SUPPLIED PASSAGE:
__________
Among the study patients, 358 (66.9%) received cefepime, 102 (19.1%) received piperacillin‐tazobactam, and 75 (14.0%) received a carbapenem (meropenem or imipenem) as their initial antibiotic treatment. There were 169 (31.6%) patients who received initial combination therapy with either an aminoglycoside (n = 99, 58.6%) or ciprofloxacin (n = 70, 41.4%). Eighty‐two (15.3%) patients were infected with a pathogen that was resistant to the initial antibiotic treatment regimen [cefepime (n = 41; 50.0%), piperacillin‐tazobactam (n = 25; 30.5%), or imipenem/meropenem (n = 16; 19.5%), plus either an aminoglycoside or ciprofloxacin (n = 28; 34.1%)], and were classified as receiving inappropriate initial antibiotic therapy. Among the 453 (84.7%) patients infected with a pathogen that was susceptible to the initial antibiotic regimen, there was no relationship identified between minimum inhibitory concentration values and hospital mortality.

Patients infected with a pathogen resistant to the initial antibiotic regimen had significantly greater risk of hospital mortality (63.4% vs 40.0%; P < 0.001) (Figure 1). For the 82 individuals infected with a pathogen that was resistant to the initial antibiotic regimen, no difference in hospital mortality was observed among those prescribed initial combination treatment with an aminoglycoside (n = 17) (64.7% vs 61.1%; P = 0.790) or ciprofloxacin (n = 11) (72.7% vs 61.1%; P = 0.733) compared to monotherapy (n = 54). Similarly, among the patients infected with a pathogen that was susceptible to the initial antibiotic regimen, there was no difference in hospital mortality among those whose bloodstream isolate was only susceptible to the prescribed aminoglycoside (n = 12) compared to patients with isolates that were susceptible to the prescribed beta‐lactam antibiotic (n = 441) (41.7% vs 39.9%; P = 0.902).

Figure 1

Hospital mortality according to whether the isolated Gram‐negative bacterial isolate was susceptible or resistant to the initially prescribed antibiotic regimen.

Logistic regression analysis identified infection with a pathogen resistant to the initial antibiotic regimen [adjusted odds ratio (AOR), 2.28; 95% confidence interval (CI), 1.69‐3.08; P = 0.006], increasing APACHE II scores (1‐point increments) (AOR, 1.13; 95% CI, 1.10‐1.15; P < 0.001), the need for vasopressors (AOR, 2.57; 95% CI, 2.15‐3.53; P < 0.001), the need for mechanical ventilation (AOR, 2.54; 95% CI, 2.19‐3.47; P < 0.001), healthcare‐associated hospital‐onset infection (AOR, 1.67; 95% CI, 1.32‐2.10; P =0.027), and infection with Pseudomonas aeruginosa (AOR, 2.21; 95% CI, 1.74‐2.86; P =0.002) as independent risk factors for hospital mortality (Hosmer‐Lemeshow goodness‐of‐fit test = 0.305). The model explained between 29.7% (Cox and Snell R square) and 39.8% (Nagelkerke R squared) of the variance in hospital mortality, and correctly classified 75.3% of cases.

Secondary Outcomes

Two or more acquired organ system derangements occurred significantly more often among patients with a pathogen resistant to the initial antibiotic regimen compared to those infected with susceptible isolates (84.1% vs 68.0%; P = 0.003). Hospital length of stay was significantly longer for patients infected with a pathogen resistant to the initial antibiotic regimen compared to those infected with susceptible isolates [39.9 50.6 days (median 27 days; quartiles 12 days and 45.5 days) vs 21.6 22.0 days (median 15 days; quartiles 7 days and 30 days); P < 0.001].
__________
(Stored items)

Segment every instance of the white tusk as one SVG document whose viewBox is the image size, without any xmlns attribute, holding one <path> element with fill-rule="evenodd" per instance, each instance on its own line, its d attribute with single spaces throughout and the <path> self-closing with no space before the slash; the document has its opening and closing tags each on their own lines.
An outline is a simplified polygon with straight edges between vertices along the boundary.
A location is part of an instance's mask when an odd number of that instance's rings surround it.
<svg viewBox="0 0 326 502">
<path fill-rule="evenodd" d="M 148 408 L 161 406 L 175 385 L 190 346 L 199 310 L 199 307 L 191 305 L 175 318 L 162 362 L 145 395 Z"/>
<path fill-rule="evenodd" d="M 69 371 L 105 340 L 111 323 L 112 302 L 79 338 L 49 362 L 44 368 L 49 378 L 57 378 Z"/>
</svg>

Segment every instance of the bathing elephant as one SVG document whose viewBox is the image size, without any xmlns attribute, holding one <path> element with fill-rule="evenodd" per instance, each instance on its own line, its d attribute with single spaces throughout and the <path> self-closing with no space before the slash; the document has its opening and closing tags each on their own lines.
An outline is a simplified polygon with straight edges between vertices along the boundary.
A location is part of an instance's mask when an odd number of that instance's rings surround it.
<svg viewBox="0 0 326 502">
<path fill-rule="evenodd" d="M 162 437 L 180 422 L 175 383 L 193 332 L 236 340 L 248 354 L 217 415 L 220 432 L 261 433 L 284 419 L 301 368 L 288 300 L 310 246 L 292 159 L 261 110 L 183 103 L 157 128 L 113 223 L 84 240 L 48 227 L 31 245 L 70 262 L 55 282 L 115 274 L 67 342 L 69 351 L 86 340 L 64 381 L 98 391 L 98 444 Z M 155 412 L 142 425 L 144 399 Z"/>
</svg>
__________
EXERCISES TO COMPLETE:
**A.** In the excerpt about antibiotic treatment of Gram-negative bloodstream infections, how many patients received cefepime as their initial antibiotic treatment?
**B.** Carry on the excerpt about antibiotic treatment of Gram-negative bloodstream infections after its last sentence.

YOUR WRITTEN ANSWERS:
**A.** 358 patients (66.9%) received cefepime.

**B.**
Our study demonstrated that hospital nonsurvivors with severe sepsis attributed to Gram‐negative bacteremia had significantly greater rates of resistance to their initially prescribed antibiotic regimen compared to hospital survivors. This observation was confirmed in a multivariate analysis controlling for severity of illness and other potential confounding variables. Additionally, acquired organ system derangements and hospital length of stay were greater for patients infected with Gram‐negative pathogens resistant to the empiric antibiotic regimen. We also observed no survival advantage with the use of combination antimicrobial therapy for the subgroup of patients whose pathogens were resistant to the initially prescribed antibiotic regimen. Lastly, no difference in mortality was observed for patients with bacterial isolates that were susceptible only to the prescribed aminoglycoside compared to those with isolates susceptible to the prescribed beta‐lactam antibiotic.

Several previous investigators have linked antibiotic resistance and outcome in patients with serious infections attributed to Gram‐negative bacteria. Tam et al. examined 34 patients with Pseudomonas aeruginosa bacteremia having elevated MICs to piperacillin‐tazobactam (32 g/mL) that were reported as susceptible.19 In seven of these cases, piperacillin‐tazobactam was prescribed empirically, whereas other agents directed against Gram‐negative bacteria were employed in the other patients (carbapenems, aminoglycosides). Thirty‐day mortality was significantly greater for the patients treated with piperacillin‐tazobactam (85.7% vs 22.2%; P = 0.004), and a multivariate analysis found treatment with piperacillin‐tazobactam to be independently associated with 30‐day mortality. Similarly, Bhat et al. examined 204 episodes of bacteremia caused by Gram‐negative bacteria for which patients received cefepime.20 Patients infected with a Gram‐negative bacteria having an MIC to cefepime greater than, or equal to, 8 g/mL had a significantly greater 28‐day mortality compared to patients infected with isolates having an MIC to cefepime that was less than 8 g/mL (54.8% vs 24.1%; P = 0.001).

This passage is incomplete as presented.